---------- DOCUMENT EXTRACT ----------

Buying a car in Mexico is nothing like the United States. In the States, the process takes an afternoon. In Mexico it can take weeks. We’ve bought two cars in the last four years, one brand new and the other used. Here are our experiences buying a car with cash and on credit.
It’s funny to go back and read my post about buying a car in Mexico from when we first arrived. Honestly, not much has changed. At the time, we thought it was the most frustrating situation in our move to Mexico. Several other situations have held that top “frustrating” spot over the years, but it still ranks in the top 5.
When you buy car in the States, it’s fairly simple. You’re bombarded by advertisements on TV, you use the internet to learn more about a car and who has the one you want, then you muster up the will power to go in and deal with car salesmen (who pounce on you like vultures), and three hours later of negotiating some perks and paperwork, you drive off the lot in your new (or newer) car that day. The adrenaline is still pumping through your veins and that “new car euphoria” carries you through to the first payment.
Mexico is different. Way different.
And that first time was almost a month long learning experience.
Back in 2018, we thought we were doing things the right way. First, we opened a bank account so that we could transfer money down to get a car. The next day, we went to the Honda Dealership to see what was available.
Dealerships overseas are much smaller than in the States. Usually they just have the new models on display, and their inventory is stored somewhere else. Both of us had Hondas before, so it was a car we trusted. We also researched what cars were made in Mexico. If the car ever needed parts, it would be easy to get them here instead of having parts shipped from another country. (This was another learning experience I’ll explain later.)
We met with a car salesman who could speak English. Our hearts were set on a Honda CRV that was six years old or newer. He checked his database and didn’t have anything available in our price range ($12,000 US). After checking all the associated dealerships around the country and still not finding one, he told us people in Mexico hold on to their CRVs for years. It is very difficult to find one 5 years old or under. He recommended checking back in 10 days to see if anyone traded one in.

---------- DATA ----------

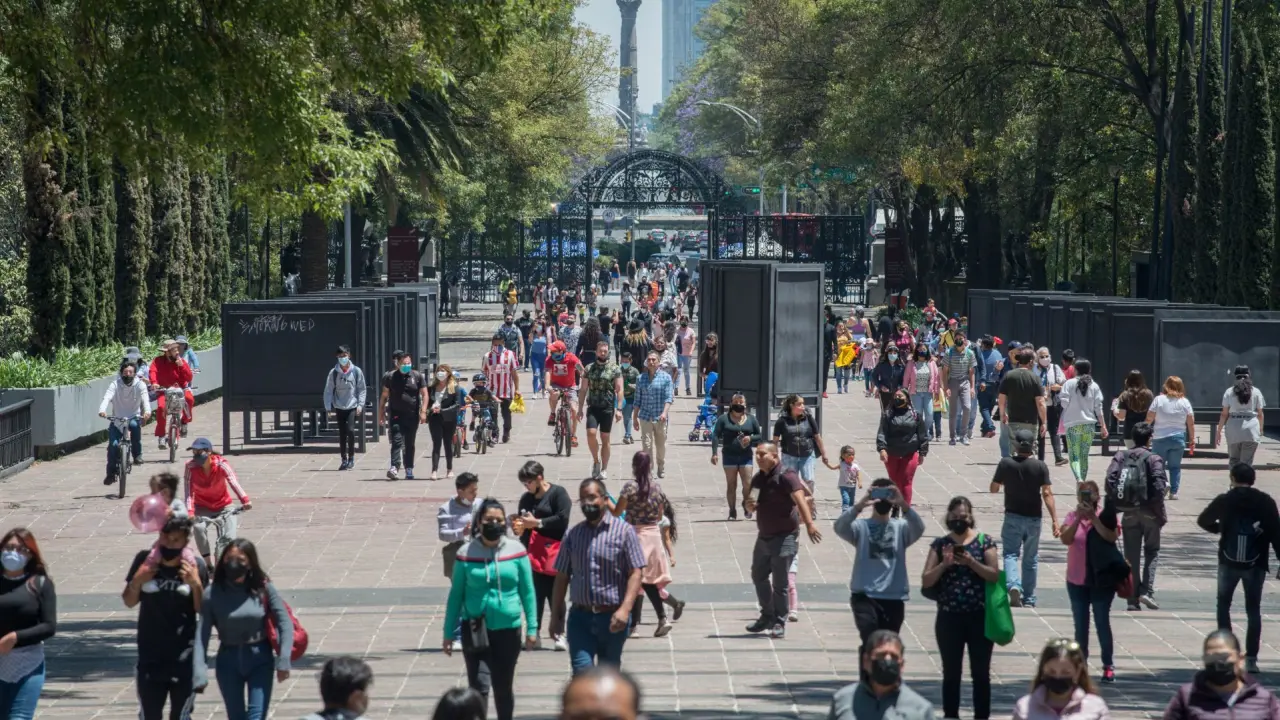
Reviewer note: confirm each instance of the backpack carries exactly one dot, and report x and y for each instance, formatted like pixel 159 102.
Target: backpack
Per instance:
pixel 1133 486
pixel 1242 538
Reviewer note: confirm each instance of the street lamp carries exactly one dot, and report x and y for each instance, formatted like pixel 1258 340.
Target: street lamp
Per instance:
pixel 750 122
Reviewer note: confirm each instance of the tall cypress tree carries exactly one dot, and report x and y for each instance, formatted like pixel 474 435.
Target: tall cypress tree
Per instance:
pixel 133 244
pixel 1182 178
pixel 1229 288
pixel 1210 145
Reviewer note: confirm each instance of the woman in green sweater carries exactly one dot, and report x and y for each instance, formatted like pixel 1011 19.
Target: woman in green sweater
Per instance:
pixel 493 587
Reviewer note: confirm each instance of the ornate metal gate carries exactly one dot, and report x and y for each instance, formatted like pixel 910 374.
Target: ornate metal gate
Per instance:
pixel 836 241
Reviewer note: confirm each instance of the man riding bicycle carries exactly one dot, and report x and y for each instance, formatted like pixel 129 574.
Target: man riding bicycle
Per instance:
pixel 563 369
pixel 208 486
pixel 172 370
pixel 126 397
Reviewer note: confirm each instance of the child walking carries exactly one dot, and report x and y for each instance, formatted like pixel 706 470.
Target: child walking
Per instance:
pixel 850 478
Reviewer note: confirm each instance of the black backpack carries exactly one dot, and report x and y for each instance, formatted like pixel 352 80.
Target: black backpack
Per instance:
pixel 1242 538
pixel 1133 486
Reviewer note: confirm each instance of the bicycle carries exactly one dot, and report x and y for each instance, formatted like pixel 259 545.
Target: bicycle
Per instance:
pixel 220 523
pixel 563 424
pixel 126 449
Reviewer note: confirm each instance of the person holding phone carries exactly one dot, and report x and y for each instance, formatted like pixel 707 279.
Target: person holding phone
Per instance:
pixel 880 586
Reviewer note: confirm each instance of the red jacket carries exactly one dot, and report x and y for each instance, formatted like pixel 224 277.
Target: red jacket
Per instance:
pixel 211 490
pixel 167 373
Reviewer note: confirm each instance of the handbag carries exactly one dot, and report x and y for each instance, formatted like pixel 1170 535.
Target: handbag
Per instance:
pixel 543 552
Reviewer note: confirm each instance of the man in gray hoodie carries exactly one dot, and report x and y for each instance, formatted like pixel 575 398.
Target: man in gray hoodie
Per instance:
pixel 882 695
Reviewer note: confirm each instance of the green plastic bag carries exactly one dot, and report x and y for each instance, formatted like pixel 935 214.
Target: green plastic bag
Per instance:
pixel 1000 616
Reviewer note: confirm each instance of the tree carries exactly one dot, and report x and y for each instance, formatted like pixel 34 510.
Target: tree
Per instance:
pixel 1208 172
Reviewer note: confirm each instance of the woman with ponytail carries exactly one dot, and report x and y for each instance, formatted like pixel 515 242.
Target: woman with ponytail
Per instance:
pixel 1242 418
pixel 1082 410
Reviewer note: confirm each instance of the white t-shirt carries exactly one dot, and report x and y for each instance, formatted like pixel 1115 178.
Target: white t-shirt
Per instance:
pixel 1170 415
pixel 1242 419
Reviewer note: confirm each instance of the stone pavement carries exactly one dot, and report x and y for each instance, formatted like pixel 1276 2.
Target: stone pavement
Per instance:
pixel 359 559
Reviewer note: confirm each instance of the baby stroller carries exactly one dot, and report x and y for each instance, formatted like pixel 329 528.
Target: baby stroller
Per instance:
pixel 707 413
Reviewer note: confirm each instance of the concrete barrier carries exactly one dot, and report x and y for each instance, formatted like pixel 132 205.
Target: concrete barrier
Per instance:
pixel 67 415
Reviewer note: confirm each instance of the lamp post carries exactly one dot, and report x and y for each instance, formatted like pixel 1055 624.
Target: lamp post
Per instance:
pixel 750 122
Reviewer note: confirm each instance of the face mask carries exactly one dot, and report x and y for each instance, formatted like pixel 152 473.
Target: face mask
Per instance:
pixel 1057 686
pixel 13 560
pixel 236 570
pixel 886 670
pixel 1219 671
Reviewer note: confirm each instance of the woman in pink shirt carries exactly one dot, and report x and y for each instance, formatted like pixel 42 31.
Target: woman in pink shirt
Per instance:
pixel 1079 587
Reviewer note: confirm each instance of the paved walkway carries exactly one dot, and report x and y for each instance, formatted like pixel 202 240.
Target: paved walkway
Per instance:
pixel 359 559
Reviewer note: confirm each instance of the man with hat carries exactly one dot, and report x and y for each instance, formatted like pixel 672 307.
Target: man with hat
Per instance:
pixel 209 483
pixel 170 370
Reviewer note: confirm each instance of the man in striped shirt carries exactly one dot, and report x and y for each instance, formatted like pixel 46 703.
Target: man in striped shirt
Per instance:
pixel 501 365
pixel 599 565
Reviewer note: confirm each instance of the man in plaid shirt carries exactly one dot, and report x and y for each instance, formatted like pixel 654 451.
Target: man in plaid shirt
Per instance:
pixel 502 367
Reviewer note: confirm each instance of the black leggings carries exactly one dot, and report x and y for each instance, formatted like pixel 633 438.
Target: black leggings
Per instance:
pixel 346 437
pixel 954 632
pixel 543 587
pixel 654 598
pixel 442 434
pixel 494 669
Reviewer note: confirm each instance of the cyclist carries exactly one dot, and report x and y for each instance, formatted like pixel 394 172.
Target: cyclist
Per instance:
pixel 126 397
pixel 600 404
pixel 208 486
pixel 170 370
pixel 563 369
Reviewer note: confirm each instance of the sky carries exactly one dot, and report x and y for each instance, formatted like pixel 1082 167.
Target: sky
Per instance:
pixel 604 18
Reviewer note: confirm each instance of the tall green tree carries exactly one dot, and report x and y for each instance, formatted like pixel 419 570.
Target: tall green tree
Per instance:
pixel 1210 145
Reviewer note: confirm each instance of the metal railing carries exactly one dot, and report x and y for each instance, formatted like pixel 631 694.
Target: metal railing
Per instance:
pixel 17 451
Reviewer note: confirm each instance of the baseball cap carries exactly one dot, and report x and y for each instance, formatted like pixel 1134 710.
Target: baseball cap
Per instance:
pixel 1024 441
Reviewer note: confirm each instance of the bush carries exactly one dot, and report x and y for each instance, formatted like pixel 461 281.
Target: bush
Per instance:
pixel 76 365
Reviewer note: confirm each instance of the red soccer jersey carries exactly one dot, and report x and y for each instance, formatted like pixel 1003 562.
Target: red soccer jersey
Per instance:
pixel 563 373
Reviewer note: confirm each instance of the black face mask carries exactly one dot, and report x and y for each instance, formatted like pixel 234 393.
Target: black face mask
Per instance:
pixel 1219 671
pixel 236 570
pixel 1057 686
pixel 886 670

----------

**WHAT IS EXPECTED**: In the text about buying a car in Mexico, what price range did the couple give the Honda salesman for a CRV?

**FULL ANSWER**: $12,000 US.